> Prompt: Repeat every line of the data below without changing anything, but leave the pictures out.
____
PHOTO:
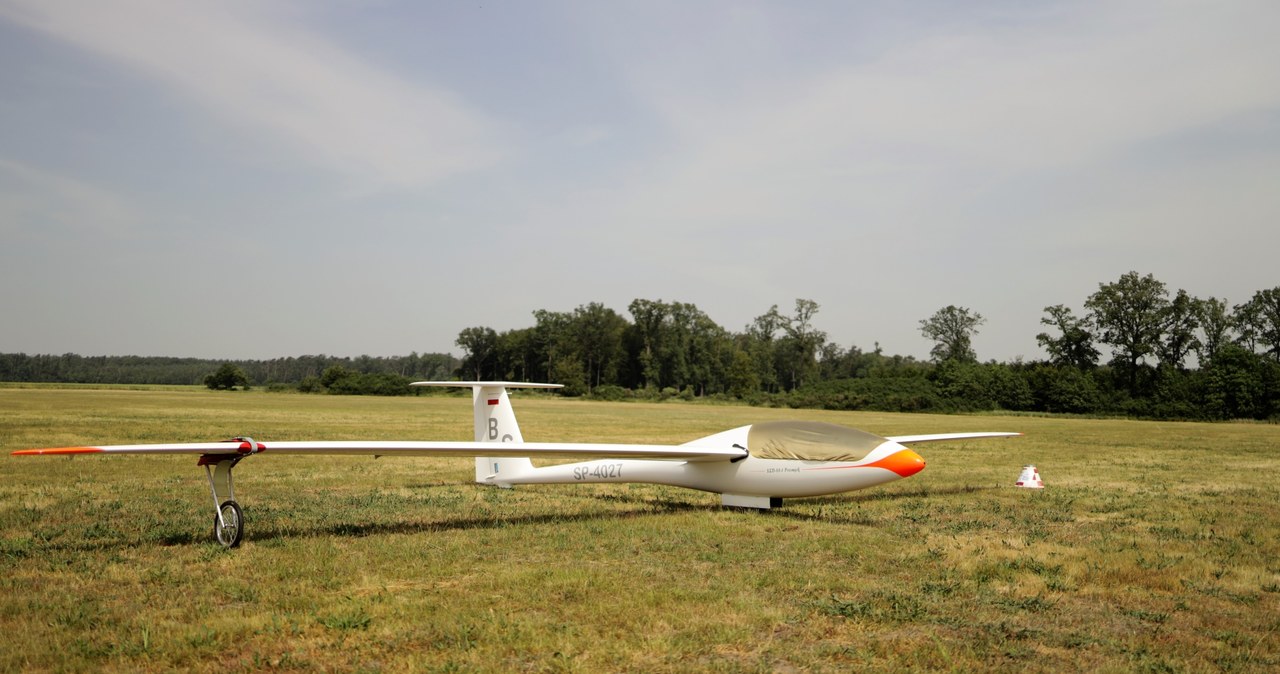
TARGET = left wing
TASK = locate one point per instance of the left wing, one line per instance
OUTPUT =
(938, 438)
(398, 448)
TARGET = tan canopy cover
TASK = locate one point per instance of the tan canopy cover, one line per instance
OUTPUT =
(809, 440)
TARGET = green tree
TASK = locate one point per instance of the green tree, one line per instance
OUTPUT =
(1178, 326)
(228, 376)
(1258, 322)
(1074, 344)
(801, 344)
(1216, 325)
(597, 331)
(951, 329)
(481, 352)
(1130, 313)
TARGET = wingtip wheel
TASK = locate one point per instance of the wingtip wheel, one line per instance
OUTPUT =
(228, 516)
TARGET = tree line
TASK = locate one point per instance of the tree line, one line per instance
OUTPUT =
(1168, 356)
(186, 371)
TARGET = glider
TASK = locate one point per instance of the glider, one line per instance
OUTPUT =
(754, 466)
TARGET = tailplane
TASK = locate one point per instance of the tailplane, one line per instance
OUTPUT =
(494, 422)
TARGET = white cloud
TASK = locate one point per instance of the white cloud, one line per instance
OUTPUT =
(58, 206)
(280, 83)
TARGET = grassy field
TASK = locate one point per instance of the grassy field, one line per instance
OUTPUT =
(1155, 548)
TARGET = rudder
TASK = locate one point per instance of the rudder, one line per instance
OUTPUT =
(494, 422)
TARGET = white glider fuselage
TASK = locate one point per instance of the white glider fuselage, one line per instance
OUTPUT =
(749, 476)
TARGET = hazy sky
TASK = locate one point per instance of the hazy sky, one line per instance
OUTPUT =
(257, 179)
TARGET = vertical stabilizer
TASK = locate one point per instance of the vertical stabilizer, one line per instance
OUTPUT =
(494, 422)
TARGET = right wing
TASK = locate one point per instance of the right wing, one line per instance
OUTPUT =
(412, 448)
(938, 438)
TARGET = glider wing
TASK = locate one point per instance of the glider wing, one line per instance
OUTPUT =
(938, 438)
(397, 448)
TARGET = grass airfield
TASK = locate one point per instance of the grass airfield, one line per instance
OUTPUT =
(1155, 548)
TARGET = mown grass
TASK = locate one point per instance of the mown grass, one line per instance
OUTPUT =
(1153, 549)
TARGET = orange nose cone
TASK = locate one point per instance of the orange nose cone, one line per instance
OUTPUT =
(904, 463)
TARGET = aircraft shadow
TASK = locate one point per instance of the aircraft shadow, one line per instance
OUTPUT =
(476, 523)
(645, 507)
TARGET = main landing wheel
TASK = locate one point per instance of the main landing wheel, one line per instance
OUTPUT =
(229, 525)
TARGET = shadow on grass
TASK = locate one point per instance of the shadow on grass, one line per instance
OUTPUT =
(479, 523)
(822, 509)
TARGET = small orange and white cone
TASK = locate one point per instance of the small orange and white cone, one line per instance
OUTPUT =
(1029, 478)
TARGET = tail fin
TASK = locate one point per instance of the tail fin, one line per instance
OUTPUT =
(494, 422)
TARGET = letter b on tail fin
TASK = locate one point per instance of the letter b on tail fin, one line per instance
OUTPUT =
(494, 422)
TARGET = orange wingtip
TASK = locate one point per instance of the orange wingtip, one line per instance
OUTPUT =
(56, 450)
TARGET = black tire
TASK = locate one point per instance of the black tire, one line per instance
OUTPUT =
(229, 535)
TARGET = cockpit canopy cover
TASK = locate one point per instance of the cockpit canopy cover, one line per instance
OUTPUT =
(809, 440)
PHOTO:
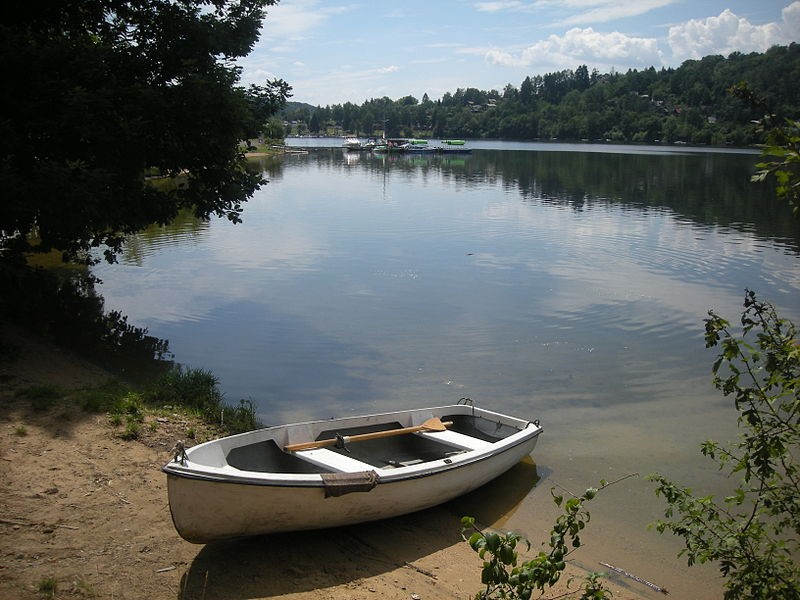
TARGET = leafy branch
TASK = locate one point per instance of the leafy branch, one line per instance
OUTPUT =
(506, 577)
(752, 533)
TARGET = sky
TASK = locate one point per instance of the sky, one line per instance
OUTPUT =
(333, 51)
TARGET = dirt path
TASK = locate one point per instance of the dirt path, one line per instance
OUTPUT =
(88, 510)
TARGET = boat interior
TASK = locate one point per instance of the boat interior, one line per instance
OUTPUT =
(466, 433)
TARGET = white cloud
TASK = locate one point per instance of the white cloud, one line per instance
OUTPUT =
(603, 11)
(728, 33)
(581, 11)
(296, 19)
(578, 46)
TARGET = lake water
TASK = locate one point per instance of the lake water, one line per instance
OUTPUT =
(566, 283)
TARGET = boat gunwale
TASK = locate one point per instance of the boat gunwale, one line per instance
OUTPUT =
(385, 476)
(230, 474)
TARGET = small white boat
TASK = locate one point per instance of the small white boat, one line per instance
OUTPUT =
(352, 143)
(338, 472)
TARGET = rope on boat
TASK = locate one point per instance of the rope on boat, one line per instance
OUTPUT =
(178, 453)
(653, 586)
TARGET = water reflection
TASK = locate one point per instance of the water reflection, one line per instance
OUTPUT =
(565, 286)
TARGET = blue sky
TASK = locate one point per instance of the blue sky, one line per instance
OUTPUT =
(333, 51)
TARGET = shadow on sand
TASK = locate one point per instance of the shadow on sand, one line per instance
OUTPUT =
(299, 562)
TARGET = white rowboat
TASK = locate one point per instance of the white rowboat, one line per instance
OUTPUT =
(338, 472)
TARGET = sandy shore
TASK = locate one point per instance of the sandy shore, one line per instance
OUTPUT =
(89, 510)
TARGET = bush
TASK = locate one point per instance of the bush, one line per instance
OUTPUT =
(752, 533)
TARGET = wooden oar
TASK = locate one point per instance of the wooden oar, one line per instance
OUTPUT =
(432, 424)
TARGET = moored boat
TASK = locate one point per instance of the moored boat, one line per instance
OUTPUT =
(337, 472)
(352, 143)
(453, 147)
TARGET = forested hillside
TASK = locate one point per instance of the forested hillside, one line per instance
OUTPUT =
(690, 104)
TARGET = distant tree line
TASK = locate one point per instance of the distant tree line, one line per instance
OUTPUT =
(690, 104)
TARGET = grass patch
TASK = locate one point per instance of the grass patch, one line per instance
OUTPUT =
(195, 391)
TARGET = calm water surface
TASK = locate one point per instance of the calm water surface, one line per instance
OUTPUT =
(564, 283)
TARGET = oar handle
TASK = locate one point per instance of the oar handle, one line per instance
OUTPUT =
(360, 437)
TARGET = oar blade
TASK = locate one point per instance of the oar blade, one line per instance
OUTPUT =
(434, 424)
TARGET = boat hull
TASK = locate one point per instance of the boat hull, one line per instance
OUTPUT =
(207, 507)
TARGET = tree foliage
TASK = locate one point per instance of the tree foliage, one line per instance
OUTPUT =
(689, 104)
(506, 577)
(753, 532)
(97, 93)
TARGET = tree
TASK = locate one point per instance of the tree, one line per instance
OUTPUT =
(752, 533)
(97, 93)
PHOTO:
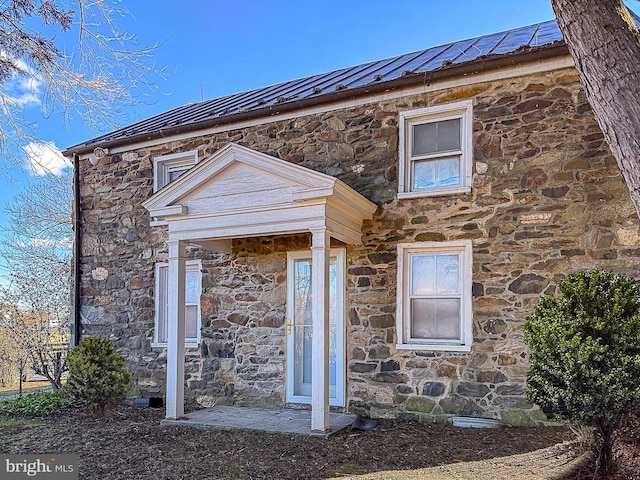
____
> Written solution:
PHOTO:
TARGET = left wing
TASK = locate one point per instance of the left wing, one line per instance
OUTPUT =
(938, 438)
(398, 448)
TARGET = tan canopy cover
TASK = locate one point per instance of the tan canopy cover, one line per instance
OUTPUT =
(809, 440)
TARGET = green tree
TASK = locate one point per instance of the green tree, one line per instance
OUTPUT =
(1178, 326)
(228, 376)
(1258, 322)
(1074, 344)
(801, 344)
(1216, 325)
(597, 331)
(951, 329)
(481, 352)
(1130, 313)
TARGET = wingtip wheel
TASK = locate one point per instance of the wingtip wheel, one line per instance
OUTPUT =
(228, 516)
TARGET = tree line
TASK = locate one point per instance of the tree line, one line per instance
OUTPUT =
(1168, 356)
(186, 371)
TARGET = glider
TASK = locate one point per instance of the glider, one line per instance
OUTPUT =
(754, 466)
TARGET = tailplane
TASK = locate one point per instance of the tailplane, one line per instance
OUTPUT =
(494, 422)
TARGET = white cloud
TASK = locate one point per instance of the white cloud, one line per instance
OUTPUT =
(58, 206)
(280, 83)
TARGET = grassy field
TASK = locate one point per instance of the grassy field, one line per instance
OUTPUT =
(1155, 548)
TARGET = rudder
TASK = locate one point per instance of the rudder, one line per instance
OUTPUT =
(494, 422)
TARGET = white glider fuselage
TASK = locate one point per instance of the white glider fuselage, one line per instance
OUTPUT =
(749, 476)
TARGET = hazy sky
TASK = locate one point per instance of the hazy sky, one line per instance
OUTPUT =
(257, 179)
TARGET = vertical stabilizer
TASK = locate one point per instance of the vertical stabilizer, one line per instance
OUTPUT =
(494, 422)
TARGET = right wing
TASK = locate one point per instance of the right wing, one line per instance
OUTPUT =
(412, 448)
(938, 438)
TARGET = glider wing
TASK = locate one point per instance of the glider wing, one line per instance
OUTPUT =
(938, 438)
(397, 448)
TARGET = grass airfield
TASK = locate one point per instance of the grass airfield, one line per instance
OUTPUT =
(1155, 548)
TARGET = mown grass
TASK = locate one point per instance of the mown grass, one line per instance
OUTPUT =
(1153, 549)
TARGET = orange nose cone
TASK = locate one point per instance of the orange nose cone, one line per instance
OUTPUT =
(904, 463)
TARGET = aircraft shadow
TASK = locate one point per instance of the aircraft shadow, one line per instance
OUTPUT =
(476, 523)
(645, 507)
TARGET = main landing wheel
TASK = locate one point per instance of the main landing wheel, one line per instance
OUTPUT =
(229, 525)
TARGET = shadow on grass
TASK = locate one point per instance of the shadow on grass, one line per instance
OUTPUT =
(479, 523)
(822, 509)
TARGET = small orange and white cone
TASK = locate one point per instance of the small orange and white cone, one line per instance
OUTPUT =
(1029, 478)
TARGET = tail fin
TASK = locate one point per instance of the tail fin, one line per instance
OUTPUT =
(494, 422)
TARGET = letter b on tail fin
TASK = locate one point per instance of the letter b on tail fin, one line per instance
OUTPUT =
(494, 422)
TARGET = orange wingtip
TASK = locate one point per instance of the orange wingtip, one line per instance
OUTPUT =
(56, 450)
TARGET = black tire
TASK = locate one point per instance of the black tire, one line per instance
OUTPUT =
(229, 535)
TARGET = cockpit canopy cover
TASK = locate one point per instance of the cockpit canopy cover, one line per instance
OUTPUT =
(809, 440)
PHOTO:
TARGET = leafy branch
TASK = locate one point per instance of the leafy branch, one line per instance
OUTPUT =
(506, 577)
(752, 533)
TARGET = sky
TASK = locate one point per instance of the sky, one line per instance
OUTPUT =
(333, 51)
TARGET = dirt path
TASK = locate one point per instance of the dirt path, one line per instance
OUTPUT =
(88, 510)
TARGET = boat interior
TASK = locate one point per instance of the boat interior, one line per instance
OUTPUT =
(466, 433)
TARGET = white cloud
TASK = locate one point per instance of the white cloud, one line per instance
OUTPUT =
(603, 11)
(728, 33)
(581, 11)
(296, 19)
(578, 46)
TARGET = lake water
TASK = locate one point per instance of the lake water, one line per instance
OUTPUT =
(566, 283)
TARGET = boat gunwale
TASK = locate one point per instance of the boat gunwale, one line per instance
OUTPUT =
(385, 476)
(230, 474)
TARGET = small white boat
TASK = locate one point per instance of the small white boat, one line per instance
OUTPUT =
(352, 143)
(338, 472)
TARGET = rope on boat
TASK = locate one point per instance of the rope on boat, one line per instance
OUTPUT =
(178, 453)
(653, 586)
TARGET = water reflection
TASK = locate one point per instance of the water reflection, one line per instance
OUTPUT =
(565, 286)
TARGET = blue sky
TASK = locate one point per instance of the blue sky, one line per instance
OUTPUT =
(333, 51)
TARGET = shadow on sand
TASK = locate one point per instance of the shadow on sand, one line per instance
OUTPUT =
(299, 562)
TARGET = white rowboat
TASK = locate one point per instance of the white rowboat, one line per instance
OUTPUT =
(338, 472)
TARGET = sandy shore
TASK = locate one point per instance of the sandy shore, one line per instance
OUTPUT =
(89, 510)
TARGET = bush
TASK = locate one point per instance of the bush, one line per instance
OUTPUT =
(752, 533)
TARGET = wooden oar
TASK = locate one point per instance of the wooden oar, one line per instance
OUTPUT =
(432, 424)
TARGET = moored boat
TASK = locate one point per instance of the moored boat, one line per instance
OUTPUT =
(337, 472)
(352, 143)
(453, 147)
TARGET = forested hillside
TASK = locate one point per instance of the forested hillside, one line per instance
OUTPUT =
(690, 104)
TARGET = distant tree line
TASK = locate one point per instance of the distant tree line, one line per instance
OUTPUT =
(690, 104)
TARGET = grass patch
TASK = locate one point per instance of the grass patch, one line per instance
OUTPUT =
(195, 391)
TARGET = calm water surface
TASK = locate one point per instance of the calm water surface, one line per instance
OUTPUT =
(564, 283)
TARGET = oar handle
TASK = locate one point per instance of the oar handle, one line per instance
OUTPUT =
(360, 437)
TARGET = oar blade
TASK = locate one point per instance of the oar blade, one line per instance
OUTPUT =
(434, 424)
TARGET = boat hull
TASK = locate one point per instance of the boat hull, one line per instance
OUTPUT =
(207, 507)
TARGET = tree foliage
TASK = locate one point per instance of the tree foliage, one line per instance
OUTPUT =
(689, 104)
(506, 577)
(753, 532)
(97, 93)
TARGET = tree
TASK = locate one point per instance of the tree, one line per instance
OUTPUT =
(752, 533)
(97, 93)
PHOTO:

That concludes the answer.